Try it: Check each line of the records below and collect those that include the word "instance".

Material for this exercise:
= Beginning of Section =

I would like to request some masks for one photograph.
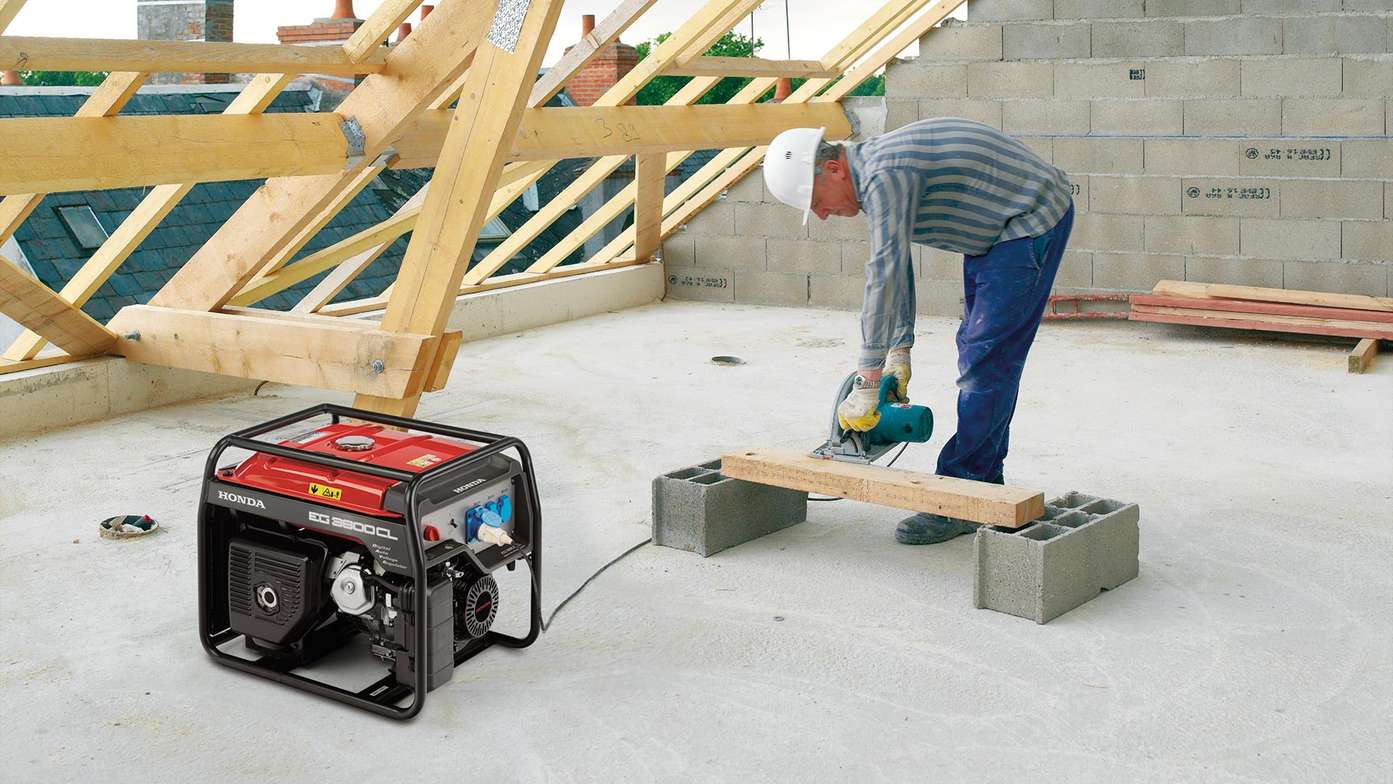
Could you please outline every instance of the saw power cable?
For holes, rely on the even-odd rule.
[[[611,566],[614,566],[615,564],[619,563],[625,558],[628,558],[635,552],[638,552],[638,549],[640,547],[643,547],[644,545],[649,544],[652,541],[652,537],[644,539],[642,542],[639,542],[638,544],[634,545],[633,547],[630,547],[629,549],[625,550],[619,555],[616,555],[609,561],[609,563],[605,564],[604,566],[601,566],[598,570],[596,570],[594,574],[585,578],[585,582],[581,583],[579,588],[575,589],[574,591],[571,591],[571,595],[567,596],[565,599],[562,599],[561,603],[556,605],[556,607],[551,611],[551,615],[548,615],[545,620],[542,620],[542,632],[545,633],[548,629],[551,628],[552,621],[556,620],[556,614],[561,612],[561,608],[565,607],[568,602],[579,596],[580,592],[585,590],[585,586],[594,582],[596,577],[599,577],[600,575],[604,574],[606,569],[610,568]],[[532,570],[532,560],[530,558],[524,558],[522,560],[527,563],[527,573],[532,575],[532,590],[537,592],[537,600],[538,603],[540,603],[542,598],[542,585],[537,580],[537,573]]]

= End of Section =
= Beginning of Section =

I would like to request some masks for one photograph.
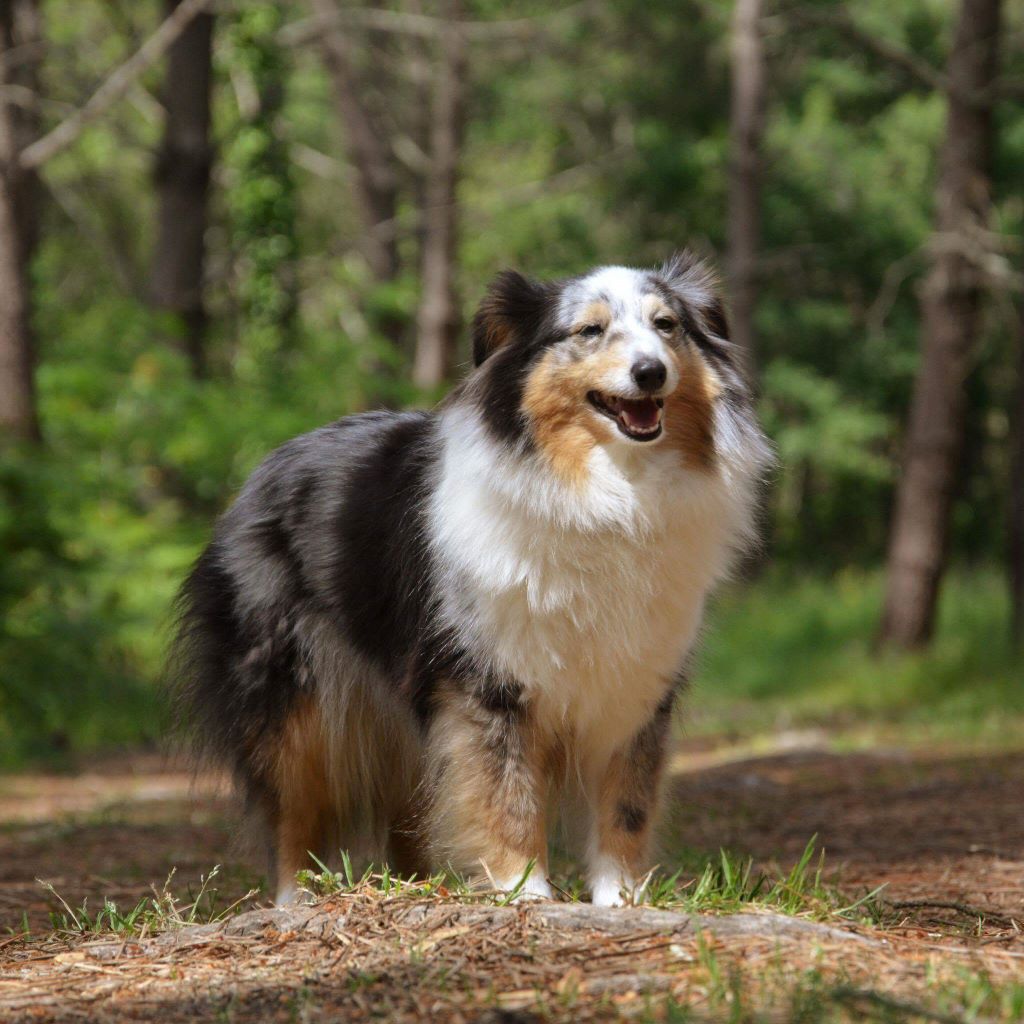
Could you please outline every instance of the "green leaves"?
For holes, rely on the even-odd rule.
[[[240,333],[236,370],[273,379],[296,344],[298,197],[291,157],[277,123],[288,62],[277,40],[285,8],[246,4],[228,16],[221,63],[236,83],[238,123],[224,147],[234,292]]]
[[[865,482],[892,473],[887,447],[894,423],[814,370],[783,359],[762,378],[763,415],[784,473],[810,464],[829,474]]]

= End of Section =

Exercise result:
Could you please outline every instance of the saw power cable?
Could you please outline every instance of the "green leaves"?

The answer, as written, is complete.